British artist Stefan has secured over the past six years a deserved reputation amongst a small number of collectors and devotees for a series of large oil paintings inspired by the French novel Story of O. Borrowing elements from the book Stefan has created a visual narrative richly colored and full of theatrical motifs such as burning candles, keys, masks, and draught blown curtains. In darkened rooms and cloistered gardens Stefan has caught his protagonists in freeze-frame and each frame has as its focal point a semi-clad femme enfant with a sharp black 'bob' reminiscent of silent movie star Louise Brooks. Though intentionally erotic nothing is explicit and the viewer is invited to conjure his own interpretation of events, one or two of which are lifted directly from the novel.
Stefan first read the book in the 1970's shortly after it was published in Britain for the first time. By 1978 he was attempting to develop a small series of paintings inspired by the novel. Unable to achieve totally satisfying results Stefan put the 'O' project on a back burner pursuing other concerns and inspirations for eighteen years. Marks on a small canvas suggesting a face hinted at the possibility of a fully fledged 'O' series in the autumn of 1995. In his most recent work Stefan still explores the new found freedom of that initial tiny canvas and continues to seek out new ways of representing a certain eroticism not readily found elsewhere.
WATCH & BEWARE
The "O" Paintings of Stefan
- by artist, photographer, collector, Noel Myles
Is there a visual equivalent to being out of breath? I imagine mopping my perspiring brow, feeling slightly dizzy at events that are beyond my control. You are not allowed to take it easy or let your mind wander. In these cramped spaces there are no visual escape routes. Even the stars turn you back.

# [Tasks to carry out]
1. Answer these questions using the passage about Stefan's paintings.
(a) When did Stefan first read the novel?
(b) For how many years did he set the 'O' project aside?
(c) Who is credited as the author of "WATCH & BEWARE"?
2. Name every theatrical motif that the passage about Stefan's paintings lists.
3. Carry on the passage about Stefan's paintings from its final sentence.

Region pointing data
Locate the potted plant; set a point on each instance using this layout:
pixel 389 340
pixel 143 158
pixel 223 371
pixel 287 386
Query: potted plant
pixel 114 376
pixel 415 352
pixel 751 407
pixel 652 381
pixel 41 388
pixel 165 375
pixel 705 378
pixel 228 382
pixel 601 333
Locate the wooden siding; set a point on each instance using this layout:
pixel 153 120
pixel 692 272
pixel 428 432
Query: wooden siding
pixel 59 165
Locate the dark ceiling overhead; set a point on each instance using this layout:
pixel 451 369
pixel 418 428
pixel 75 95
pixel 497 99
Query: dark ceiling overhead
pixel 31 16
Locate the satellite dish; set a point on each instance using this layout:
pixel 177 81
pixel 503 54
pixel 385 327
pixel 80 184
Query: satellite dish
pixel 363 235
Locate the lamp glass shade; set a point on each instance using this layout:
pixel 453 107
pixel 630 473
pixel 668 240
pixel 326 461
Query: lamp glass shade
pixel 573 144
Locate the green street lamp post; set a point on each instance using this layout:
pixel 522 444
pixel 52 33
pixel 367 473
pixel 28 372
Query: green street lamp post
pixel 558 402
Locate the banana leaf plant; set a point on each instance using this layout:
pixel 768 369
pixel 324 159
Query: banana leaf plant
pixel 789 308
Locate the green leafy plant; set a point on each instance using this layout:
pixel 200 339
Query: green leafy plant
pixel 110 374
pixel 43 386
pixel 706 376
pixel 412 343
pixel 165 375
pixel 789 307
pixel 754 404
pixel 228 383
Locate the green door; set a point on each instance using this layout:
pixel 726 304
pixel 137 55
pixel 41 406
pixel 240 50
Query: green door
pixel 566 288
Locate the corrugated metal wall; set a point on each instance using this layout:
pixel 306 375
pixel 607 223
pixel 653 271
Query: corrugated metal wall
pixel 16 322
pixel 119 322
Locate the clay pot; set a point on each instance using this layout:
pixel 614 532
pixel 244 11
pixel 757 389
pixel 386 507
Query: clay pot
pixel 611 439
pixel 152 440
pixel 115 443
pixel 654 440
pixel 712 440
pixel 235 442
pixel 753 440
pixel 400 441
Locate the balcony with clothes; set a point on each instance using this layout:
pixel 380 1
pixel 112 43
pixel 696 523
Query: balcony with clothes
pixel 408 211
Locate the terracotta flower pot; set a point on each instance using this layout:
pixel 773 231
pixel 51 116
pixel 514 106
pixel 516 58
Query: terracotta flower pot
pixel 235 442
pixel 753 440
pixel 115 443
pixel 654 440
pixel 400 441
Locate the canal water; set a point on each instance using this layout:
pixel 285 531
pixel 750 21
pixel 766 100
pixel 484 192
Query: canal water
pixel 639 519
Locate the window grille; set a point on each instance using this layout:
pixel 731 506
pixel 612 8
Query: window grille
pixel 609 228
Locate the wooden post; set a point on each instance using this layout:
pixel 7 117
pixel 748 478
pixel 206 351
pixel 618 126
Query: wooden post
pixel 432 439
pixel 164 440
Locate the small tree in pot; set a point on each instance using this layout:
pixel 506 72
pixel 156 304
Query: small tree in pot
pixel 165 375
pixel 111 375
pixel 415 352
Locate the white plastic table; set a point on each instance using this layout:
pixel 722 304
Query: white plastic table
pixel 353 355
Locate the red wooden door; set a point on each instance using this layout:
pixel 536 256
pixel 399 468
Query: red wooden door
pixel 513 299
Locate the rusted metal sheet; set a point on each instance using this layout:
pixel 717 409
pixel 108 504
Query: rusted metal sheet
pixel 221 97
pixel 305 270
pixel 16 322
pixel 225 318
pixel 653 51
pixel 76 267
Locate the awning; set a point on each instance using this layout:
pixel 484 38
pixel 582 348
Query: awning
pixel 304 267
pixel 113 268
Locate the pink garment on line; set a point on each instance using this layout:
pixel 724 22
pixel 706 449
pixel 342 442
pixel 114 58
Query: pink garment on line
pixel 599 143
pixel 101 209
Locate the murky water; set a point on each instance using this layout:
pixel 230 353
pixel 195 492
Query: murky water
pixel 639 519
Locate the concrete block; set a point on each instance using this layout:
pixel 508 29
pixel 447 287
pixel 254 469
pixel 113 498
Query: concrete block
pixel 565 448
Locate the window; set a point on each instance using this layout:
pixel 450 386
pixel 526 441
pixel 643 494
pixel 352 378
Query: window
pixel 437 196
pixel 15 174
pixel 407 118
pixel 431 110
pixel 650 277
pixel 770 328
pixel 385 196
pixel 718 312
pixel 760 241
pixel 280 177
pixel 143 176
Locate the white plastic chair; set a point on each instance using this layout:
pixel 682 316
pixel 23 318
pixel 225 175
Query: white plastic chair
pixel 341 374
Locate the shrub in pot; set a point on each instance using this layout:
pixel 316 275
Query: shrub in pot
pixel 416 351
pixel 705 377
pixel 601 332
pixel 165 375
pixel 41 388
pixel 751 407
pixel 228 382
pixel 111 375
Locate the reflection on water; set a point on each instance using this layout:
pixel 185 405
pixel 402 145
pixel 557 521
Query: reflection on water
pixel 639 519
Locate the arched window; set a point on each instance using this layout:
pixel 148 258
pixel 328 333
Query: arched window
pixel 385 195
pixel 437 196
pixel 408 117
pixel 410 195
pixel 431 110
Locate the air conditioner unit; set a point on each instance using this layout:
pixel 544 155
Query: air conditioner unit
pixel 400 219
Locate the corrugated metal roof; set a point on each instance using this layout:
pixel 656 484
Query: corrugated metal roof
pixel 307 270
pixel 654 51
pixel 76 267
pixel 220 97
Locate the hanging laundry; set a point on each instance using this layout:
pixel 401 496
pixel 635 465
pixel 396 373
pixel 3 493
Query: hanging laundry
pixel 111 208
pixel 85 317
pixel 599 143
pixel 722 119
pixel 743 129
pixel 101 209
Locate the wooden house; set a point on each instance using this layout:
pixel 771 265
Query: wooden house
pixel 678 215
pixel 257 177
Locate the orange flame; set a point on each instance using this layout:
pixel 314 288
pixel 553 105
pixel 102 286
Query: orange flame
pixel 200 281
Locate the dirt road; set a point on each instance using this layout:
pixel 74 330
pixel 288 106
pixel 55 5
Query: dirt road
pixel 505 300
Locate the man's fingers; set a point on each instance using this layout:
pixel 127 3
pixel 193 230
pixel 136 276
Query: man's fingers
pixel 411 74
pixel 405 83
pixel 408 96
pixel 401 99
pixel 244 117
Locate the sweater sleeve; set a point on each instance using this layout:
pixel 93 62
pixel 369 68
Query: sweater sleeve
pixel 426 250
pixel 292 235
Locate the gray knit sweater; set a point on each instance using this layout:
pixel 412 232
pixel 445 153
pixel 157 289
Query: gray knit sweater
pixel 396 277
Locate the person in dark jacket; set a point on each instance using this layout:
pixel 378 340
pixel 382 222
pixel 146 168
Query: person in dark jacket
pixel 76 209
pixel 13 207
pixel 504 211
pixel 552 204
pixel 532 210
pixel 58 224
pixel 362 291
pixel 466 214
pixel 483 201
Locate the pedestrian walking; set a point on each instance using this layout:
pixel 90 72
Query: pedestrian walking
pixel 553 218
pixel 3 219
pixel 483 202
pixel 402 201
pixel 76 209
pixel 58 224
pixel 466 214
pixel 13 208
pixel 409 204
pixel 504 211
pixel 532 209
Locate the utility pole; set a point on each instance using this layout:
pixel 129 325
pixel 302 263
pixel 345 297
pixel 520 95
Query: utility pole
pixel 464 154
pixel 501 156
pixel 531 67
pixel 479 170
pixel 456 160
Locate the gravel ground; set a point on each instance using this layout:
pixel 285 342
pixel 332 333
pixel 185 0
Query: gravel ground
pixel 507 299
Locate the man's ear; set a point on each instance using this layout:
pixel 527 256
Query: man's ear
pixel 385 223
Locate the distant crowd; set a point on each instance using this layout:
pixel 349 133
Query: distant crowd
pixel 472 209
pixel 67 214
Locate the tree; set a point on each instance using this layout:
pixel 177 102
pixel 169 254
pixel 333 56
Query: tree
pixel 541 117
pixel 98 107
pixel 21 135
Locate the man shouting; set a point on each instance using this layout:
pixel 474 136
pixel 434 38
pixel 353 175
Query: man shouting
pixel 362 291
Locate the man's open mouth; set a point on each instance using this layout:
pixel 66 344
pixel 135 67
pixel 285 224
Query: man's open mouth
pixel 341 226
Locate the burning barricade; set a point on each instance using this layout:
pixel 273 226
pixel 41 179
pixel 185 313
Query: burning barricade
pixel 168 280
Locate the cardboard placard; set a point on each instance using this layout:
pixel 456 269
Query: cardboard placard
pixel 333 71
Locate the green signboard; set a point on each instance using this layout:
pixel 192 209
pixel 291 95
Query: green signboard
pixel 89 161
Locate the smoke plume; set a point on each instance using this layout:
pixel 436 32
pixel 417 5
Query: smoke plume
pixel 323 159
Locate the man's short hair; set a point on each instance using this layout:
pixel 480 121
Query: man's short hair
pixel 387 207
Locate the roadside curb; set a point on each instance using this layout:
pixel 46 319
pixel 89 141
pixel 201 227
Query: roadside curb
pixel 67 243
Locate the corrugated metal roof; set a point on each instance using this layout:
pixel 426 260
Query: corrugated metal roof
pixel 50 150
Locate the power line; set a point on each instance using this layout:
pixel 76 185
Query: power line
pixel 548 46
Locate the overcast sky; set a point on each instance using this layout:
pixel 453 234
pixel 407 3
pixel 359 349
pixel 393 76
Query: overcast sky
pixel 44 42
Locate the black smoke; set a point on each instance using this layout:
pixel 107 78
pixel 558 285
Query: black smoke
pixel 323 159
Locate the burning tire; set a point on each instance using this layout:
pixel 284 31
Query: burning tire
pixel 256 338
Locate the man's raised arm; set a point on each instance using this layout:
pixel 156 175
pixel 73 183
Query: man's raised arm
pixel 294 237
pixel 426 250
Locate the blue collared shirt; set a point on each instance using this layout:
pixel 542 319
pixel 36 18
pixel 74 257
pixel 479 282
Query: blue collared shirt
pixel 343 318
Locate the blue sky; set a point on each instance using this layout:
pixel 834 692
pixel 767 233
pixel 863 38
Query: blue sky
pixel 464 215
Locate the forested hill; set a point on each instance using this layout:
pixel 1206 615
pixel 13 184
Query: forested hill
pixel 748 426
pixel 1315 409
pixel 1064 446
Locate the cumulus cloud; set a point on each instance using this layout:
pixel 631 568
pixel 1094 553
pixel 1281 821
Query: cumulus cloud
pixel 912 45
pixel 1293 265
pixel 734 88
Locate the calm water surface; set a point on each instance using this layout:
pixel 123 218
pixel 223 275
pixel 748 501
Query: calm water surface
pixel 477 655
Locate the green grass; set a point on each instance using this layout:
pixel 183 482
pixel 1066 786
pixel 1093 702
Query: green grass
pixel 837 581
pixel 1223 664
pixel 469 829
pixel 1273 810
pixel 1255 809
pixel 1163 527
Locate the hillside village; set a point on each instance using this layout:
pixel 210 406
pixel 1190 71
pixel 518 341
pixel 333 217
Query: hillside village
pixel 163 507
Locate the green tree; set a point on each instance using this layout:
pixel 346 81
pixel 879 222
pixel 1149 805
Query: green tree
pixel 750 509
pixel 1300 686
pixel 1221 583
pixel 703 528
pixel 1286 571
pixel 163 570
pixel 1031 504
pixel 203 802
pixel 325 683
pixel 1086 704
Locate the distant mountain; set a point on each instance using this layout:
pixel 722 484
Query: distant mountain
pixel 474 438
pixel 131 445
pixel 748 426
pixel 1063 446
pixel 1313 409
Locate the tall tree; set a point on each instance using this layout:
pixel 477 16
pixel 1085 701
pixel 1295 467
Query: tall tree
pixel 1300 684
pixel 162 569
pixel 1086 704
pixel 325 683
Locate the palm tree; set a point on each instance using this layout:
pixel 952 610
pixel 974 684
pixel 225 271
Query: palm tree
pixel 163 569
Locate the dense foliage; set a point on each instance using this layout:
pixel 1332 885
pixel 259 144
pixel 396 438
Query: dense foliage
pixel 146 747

# [Results for each task]
1.
(a) In the 1970's, shortly after the novel was first published in Britain.
(b) Eighteen years.
(c) Noel Myles, an artist, photographer and collector.

2. Burning candles, keys, masks, and draught blown curtains.

3.
There is a pressure in Stefan's paintings that I haven't seen elsewhere. this is caused by something other than the powerful subject matter. It is the PAINT that makes these scenarios come off the canvas and into my room where I watch. It is the drawing, the structure, the colour and the brush-work that makes these actors invade my personal space.
How is this achieved? The middle distance is placed on the picture plane; often a strong, intense advancing red, with the background just behind it. The result is the foreground, with its luminous greens, tactile pinks and slippery blacks, stands in front of the picture plane. When a door opens it opens into your own room and not into the picture and these people are about to come in without knocking.
As a consequence there is a power here that far exceeds illustration. Although Stefan has taken STORY OF O as his inspiration the paintings have an autonomous life that is independent of the book. Something is about to happen and if you watch quietly and do not draw attention to yourself you will witness it. But you will not be a guest.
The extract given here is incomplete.